*** Opening Material supplied ***

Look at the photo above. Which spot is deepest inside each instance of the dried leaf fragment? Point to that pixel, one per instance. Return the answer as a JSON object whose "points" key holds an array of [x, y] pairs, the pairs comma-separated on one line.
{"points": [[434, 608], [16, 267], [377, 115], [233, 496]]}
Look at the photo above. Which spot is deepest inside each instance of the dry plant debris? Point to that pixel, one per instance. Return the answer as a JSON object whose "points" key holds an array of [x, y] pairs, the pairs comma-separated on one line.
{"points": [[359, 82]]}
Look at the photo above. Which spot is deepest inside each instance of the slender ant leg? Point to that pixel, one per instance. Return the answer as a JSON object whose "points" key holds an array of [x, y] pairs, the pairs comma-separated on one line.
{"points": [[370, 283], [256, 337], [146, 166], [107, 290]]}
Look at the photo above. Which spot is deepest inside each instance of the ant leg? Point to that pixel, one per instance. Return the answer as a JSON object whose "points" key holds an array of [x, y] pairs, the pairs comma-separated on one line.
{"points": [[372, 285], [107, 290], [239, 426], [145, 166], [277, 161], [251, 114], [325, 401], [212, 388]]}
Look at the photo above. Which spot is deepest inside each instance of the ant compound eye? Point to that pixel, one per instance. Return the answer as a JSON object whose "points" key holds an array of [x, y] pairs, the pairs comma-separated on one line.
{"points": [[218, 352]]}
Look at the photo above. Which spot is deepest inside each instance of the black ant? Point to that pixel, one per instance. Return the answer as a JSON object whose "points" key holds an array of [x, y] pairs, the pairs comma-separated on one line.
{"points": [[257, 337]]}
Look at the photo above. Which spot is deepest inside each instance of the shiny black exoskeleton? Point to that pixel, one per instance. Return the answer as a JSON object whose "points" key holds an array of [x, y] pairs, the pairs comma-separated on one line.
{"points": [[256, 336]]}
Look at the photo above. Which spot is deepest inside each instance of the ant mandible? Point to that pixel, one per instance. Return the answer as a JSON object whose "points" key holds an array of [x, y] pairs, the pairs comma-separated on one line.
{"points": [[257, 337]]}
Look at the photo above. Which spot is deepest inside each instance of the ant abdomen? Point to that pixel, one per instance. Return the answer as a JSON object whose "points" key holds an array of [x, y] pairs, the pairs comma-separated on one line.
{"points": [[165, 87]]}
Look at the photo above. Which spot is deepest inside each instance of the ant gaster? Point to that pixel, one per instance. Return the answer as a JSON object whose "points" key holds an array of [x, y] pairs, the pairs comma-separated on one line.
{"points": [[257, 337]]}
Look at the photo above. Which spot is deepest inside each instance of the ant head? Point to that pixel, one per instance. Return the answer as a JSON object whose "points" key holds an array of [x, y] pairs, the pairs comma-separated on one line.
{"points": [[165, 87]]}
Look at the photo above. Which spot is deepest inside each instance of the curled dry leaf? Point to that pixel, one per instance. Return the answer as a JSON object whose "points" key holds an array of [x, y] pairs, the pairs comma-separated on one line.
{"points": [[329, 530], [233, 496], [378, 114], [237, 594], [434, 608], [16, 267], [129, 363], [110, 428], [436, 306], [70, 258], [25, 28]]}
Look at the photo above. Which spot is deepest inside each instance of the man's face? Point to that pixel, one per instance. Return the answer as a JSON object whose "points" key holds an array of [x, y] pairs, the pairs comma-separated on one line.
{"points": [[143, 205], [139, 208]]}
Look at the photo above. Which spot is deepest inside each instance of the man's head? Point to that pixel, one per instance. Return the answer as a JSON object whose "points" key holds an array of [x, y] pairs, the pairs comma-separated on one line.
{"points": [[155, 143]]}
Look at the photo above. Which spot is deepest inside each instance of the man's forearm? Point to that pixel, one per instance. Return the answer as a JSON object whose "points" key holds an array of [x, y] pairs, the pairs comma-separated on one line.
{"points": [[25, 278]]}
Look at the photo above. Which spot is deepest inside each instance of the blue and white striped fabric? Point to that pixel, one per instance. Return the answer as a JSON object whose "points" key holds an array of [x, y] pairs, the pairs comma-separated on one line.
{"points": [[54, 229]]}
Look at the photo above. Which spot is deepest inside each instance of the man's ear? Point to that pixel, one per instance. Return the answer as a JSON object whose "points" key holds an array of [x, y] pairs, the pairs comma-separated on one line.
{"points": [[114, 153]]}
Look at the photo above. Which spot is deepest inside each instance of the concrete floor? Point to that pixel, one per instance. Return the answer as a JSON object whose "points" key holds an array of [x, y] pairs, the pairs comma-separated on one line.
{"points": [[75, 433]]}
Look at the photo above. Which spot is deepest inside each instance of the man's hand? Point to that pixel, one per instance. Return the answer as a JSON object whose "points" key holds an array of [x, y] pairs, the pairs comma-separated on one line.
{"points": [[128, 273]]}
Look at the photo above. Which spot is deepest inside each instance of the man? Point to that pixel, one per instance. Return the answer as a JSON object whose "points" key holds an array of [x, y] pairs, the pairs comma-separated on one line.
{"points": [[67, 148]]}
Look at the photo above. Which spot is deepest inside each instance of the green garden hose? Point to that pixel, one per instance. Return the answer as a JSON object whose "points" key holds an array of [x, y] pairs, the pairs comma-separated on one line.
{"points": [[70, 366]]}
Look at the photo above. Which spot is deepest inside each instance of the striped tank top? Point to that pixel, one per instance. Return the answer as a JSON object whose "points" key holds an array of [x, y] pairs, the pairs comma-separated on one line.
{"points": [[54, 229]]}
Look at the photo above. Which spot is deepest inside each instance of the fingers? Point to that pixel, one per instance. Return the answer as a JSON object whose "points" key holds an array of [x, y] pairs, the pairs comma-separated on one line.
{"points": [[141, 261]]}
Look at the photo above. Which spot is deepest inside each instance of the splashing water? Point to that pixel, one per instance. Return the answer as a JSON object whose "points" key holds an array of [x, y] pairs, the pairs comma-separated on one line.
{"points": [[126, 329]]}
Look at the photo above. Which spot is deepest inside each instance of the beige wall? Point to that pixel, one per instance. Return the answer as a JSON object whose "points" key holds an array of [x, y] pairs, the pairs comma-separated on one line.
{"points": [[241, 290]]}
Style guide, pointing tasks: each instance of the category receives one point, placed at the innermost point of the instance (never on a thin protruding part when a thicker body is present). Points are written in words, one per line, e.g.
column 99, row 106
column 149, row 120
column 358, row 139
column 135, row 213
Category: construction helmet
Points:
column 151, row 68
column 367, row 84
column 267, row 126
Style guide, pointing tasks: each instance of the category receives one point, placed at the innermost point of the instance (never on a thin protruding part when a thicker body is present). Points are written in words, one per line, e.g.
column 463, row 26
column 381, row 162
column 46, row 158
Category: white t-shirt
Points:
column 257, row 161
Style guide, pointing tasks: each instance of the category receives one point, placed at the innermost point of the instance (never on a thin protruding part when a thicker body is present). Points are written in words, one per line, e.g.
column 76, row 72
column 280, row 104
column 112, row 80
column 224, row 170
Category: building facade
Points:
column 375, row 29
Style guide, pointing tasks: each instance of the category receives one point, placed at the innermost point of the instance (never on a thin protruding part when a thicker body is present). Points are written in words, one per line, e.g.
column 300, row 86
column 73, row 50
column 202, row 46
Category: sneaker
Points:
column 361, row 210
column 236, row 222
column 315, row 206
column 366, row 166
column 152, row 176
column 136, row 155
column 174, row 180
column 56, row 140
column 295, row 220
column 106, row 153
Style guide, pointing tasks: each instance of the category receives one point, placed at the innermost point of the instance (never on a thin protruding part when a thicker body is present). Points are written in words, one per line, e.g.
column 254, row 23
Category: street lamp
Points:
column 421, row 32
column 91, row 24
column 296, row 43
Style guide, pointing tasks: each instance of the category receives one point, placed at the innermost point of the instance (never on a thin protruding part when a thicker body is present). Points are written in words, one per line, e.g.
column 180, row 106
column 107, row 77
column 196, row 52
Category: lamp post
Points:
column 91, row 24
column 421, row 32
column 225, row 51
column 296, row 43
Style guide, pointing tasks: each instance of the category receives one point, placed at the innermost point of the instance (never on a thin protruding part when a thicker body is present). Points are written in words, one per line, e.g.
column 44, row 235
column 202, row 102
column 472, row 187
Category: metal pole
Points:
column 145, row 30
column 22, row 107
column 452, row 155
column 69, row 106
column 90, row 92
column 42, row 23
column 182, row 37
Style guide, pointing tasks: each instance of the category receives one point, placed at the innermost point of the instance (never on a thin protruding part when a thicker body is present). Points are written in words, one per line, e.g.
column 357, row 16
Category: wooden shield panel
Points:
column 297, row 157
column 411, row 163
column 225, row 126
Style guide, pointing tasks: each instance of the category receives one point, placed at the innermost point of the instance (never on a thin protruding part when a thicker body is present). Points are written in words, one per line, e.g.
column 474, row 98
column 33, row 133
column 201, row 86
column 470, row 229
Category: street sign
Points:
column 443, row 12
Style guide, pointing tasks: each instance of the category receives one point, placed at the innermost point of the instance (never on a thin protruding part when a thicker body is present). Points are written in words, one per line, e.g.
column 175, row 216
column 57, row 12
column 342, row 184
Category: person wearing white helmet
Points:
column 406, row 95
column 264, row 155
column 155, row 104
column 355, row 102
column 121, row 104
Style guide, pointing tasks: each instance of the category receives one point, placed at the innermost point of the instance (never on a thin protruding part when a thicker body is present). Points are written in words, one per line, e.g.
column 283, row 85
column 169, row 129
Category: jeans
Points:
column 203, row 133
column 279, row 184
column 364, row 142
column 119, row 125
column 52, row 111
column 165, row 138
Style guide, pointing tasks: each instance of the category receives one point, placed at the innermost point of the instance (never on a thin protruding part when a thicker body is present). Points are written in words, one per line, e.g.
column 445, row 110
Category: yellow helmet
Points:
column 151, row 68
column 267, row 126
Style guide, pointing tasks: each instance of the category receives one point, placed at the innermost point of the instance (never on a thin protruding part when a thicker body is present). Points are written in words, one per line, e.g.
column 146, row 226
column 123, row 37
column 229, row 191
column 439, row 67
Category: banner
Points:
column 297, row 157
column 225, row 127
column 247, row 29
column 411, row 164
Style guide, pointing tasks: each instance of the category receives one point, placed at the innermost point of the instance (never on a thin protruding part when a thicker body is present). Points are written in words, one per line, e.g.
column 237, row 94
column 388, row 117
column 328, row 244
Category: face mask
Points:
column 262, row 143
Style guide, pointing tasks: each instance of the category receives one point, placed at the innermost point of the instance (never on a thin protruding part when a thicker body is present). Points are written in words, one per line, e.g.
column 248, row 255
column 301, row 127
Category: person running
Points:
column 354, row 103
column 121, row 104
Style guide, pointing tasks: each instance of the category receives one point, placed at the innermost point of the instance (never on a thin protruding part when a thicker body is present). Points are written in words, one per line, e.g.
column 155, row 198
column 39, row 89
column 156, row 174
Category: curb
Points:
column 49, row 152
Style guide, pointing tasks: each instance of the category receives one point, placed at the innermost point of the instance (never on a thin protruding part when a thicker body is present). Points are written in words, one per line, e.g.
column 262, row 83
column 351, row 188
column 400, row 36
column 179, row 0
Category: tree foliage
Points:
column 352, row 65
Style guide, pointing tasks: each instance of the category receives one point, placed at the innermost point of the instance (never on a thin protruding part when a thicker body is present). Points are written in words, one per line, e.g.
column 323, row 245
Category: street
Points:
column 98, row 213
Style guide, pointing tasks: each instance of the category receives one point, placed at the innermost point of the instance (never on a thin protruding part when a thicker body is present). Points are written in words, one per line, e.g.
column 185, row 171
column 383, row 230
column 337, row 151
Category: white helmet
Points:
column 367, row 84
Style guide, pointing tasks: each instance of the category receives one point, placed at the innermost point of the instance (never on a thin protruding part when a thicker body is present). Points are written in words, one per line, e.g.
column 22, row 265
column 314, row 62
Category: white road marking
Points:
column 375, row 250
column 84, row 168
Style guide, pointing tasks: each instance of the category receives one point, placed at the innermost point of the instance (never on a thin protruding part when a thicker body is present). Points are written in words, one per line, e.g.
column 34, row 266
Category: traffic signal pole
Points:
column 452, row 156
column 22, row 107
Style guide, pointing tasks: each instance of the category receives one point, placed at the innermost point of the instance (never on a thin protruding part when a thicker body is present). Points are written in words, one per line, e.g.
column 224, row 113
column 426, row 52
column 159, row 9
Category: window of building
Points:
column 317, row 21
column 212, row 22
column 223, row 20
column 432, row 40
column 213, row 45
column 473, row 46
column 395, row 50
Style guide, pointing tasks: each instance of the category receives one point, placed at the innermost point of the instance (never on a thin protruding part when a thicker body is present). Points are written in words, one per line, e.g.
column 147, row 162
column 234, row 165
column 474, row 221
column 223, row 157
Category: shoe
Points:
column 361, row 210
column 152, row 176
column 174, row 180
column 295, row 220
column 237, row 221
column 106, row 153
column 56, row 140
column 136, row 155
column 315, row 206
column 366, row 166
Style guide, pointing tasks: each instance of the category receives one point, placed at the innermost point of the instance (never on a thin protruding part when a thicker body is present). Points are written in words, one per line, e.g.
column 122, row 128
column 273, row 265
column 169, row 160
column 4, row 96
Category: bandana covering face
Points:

*** Closing Material supplied ***

▸ **Task goal**
In the records above, find each line with the word "lamp" and copy it out.

▸ **Response box**
Category: street lamp
Category: lamp post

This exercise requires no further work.